Repeat word for word the opening stretch of the entries, from the first line through the line containing "around the house.".

___ RECORDS SUPPLIED ___

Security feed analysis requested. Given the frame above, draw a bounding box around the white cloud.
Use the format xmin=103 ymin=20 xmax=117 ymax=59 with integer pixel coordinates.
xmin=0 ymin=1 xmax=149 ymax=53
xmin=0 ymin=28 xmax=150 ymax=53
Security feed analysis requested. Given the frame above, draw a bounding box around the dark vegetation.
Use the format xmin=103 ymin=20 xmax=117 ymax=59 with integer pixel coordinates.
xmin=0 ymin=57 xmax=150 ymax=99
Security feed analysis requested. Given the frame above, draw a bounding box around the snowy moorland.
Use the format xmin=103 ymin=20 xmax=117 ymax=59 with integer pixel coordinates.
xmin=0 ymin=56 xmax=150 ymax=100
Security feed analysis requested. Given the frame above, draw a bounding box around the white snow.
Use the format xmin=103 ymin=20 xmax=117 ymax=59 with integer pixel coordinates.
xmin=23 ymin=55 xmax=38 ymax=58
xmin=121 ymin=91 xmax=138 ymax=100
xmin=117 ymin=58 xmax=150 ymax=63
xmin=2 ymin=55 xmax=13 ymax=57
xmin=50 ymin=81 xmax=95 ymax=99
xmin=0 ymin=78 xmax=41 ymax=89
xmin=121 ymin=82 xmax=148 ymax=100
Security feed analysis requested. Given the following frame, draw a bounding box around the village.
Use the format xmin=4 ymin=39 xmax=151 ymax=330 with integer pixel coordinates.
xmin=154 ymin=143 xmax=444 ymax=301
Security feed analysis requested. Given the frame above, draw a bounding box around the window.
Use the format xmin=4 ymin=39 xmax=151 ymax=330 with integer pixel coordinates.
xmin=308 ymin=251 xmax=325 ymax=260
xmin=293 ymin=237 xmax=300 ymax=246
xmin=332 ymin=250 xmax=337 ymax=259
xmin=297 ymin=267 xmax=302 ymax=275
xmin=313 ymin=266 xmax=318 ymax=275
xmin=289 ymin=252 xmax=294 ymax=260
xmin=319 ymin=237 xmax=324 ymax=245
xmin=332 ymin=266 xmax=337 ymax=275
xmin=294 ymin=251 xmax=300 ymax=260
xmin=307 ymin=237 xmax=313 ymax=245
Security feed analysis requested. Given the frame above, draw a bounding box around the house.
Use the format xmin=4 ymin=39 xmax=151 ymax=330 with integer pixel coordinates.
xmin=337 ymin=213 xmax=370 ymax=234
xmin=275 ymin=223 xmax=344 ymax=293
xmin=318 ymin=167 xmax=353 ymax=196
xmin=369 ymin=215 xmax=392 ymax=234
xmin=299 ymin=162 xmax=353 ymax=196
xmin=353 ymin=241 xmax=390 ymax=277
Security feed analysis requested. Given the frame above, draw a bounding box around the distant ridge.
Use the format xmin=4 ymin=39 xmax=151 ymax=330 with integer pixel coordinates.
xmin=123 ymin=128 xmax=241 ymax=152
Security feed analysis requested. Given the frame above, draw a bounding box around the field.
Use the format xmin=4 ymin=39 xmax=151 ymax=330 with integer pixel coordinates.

___

SOLUTION »
Security feed analysis requested. Given the frame above, draw a bounding box around the white cloud.
Use the format xmin=103 ymin=20 xmax=117 ymax=59 with integer pixel coordinates.
xmin=0 ymin=1 xmax=149 ymax=53
xmin=0 ymin=28 xmax=150 ymax=53
Security feed analysis requested. Given the frame above, draw a bounding box around the dark vegetation.
Use the format xmin=103 ymin=20 xmax=117 ymax=59 with integer pixel coordinates.
xmin=0 ymin=57 xmax=150 ymax=99
Security feed analysis requested. Given the frame above, draw a bounding box around the snowy moorland.
Use the format xmin=103 ymin=20 xmax=117 ymax=59 with integer pixel coordinates.
xmin=0 ymin=56 xmax=150 ymax=100
Security feed analysis requested. Given the frame above, draw a bounding box around the white snow.
Use the format xmin=103 ymin=20 xmax=117 ymax=59 with integer pixel coordinates.
xmin=23 ymin=55 xmax=38 ymax=58
xmin=121 ymin=91 xmax=138 ymax=100
xmin=117 ymin=58 xmax=150 ymax=63
xmin=2 ymin=55 xmax=13 ymax=57
xmin=50 ymin=81 xmax=95 ymax=99
xmin=0 ymin=78 xmax=41 ymax=89
xmin=121 ymin=82 xmax=148 ymax=100
Security feed analysis requested. Given the following frame, draw a bounding box around the village.
Use the format xmin=4 ymin=39 xmax=151 ymax=330 with integer pixel coordinates.
xmin=154 ymin=143 xmax=444 ymax=301
Security feed analysis requested. Given the frame above, draw a bounding box around the window.
Use the format xmin=4 ymin=39 xmax=151 ymax=330 with integer pixel coordinates.
xmin=308 ymin=251 xmax=325 ymax=260
xmin=293 ymin=237 xmax=300 ymax=246
xmin=332 ymin=250 xmax=337 ymax=259
xmin=297 ymin=267 xmax=302 ymax=275
xmin=313 ymin=266 xmax=318 ymax=275
xmin=289 ymin=252 xmax=294 ymax=260
xmin=319 ymin=237 xmax=324 ymax=245
xmin=332 ymin=266 xmax=337 ymax=275
xmin=294 ymin=251 xmax=300 ymax=260
xmin=307 ymin=237 xmax=313 ymax=245
Security feed analysis requested. Given the frame above, draw a bounding box around the house.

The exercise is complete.